_What the exercise asks_:
Which lines in the records below contain the word "roof"? List each of those lines in full.
>> begin Dataset excerpts
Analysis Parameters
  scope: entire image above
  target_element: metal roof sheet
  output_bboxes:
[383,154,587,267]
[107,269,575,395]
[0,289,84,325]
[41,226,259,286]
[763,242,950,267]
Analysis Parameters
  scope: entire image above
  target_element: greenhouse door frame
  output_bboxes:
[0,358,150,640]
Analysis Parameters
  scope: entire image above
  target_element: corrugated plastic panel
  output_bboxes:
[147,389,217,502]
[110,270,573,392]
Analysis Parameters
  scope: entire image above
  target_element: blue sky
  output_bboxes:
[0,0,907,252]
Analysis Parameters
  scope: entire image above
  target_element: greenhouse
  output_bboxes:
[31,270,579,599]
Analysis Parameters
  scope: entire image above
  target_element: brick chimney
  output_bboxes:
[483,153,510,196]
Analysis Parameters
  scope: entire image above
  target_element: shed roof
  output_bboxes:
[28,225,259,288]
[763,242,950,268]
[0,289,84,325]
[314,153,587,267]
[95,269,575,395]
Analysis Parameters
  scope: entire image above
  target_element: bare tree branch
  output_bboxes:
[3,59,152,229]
>> end Dataset excerpts
>> begin Dataset excerpts
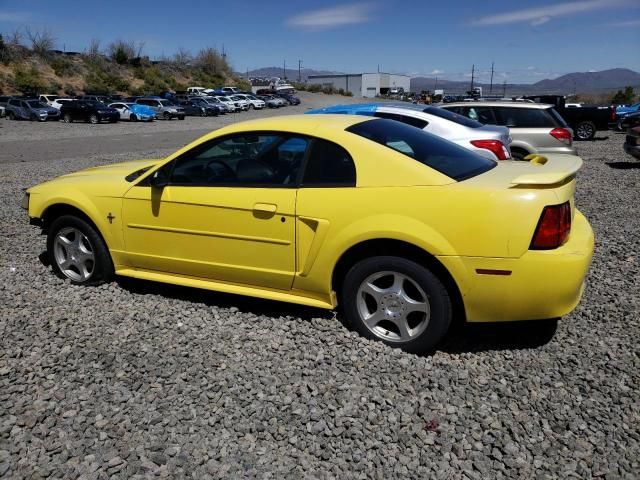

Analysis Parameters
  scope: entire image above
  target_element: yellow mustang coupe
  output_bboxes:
>> end Dataset excerpts
_Exercise solution_:
  target_element: metal roof sheet
  target_element: shed roof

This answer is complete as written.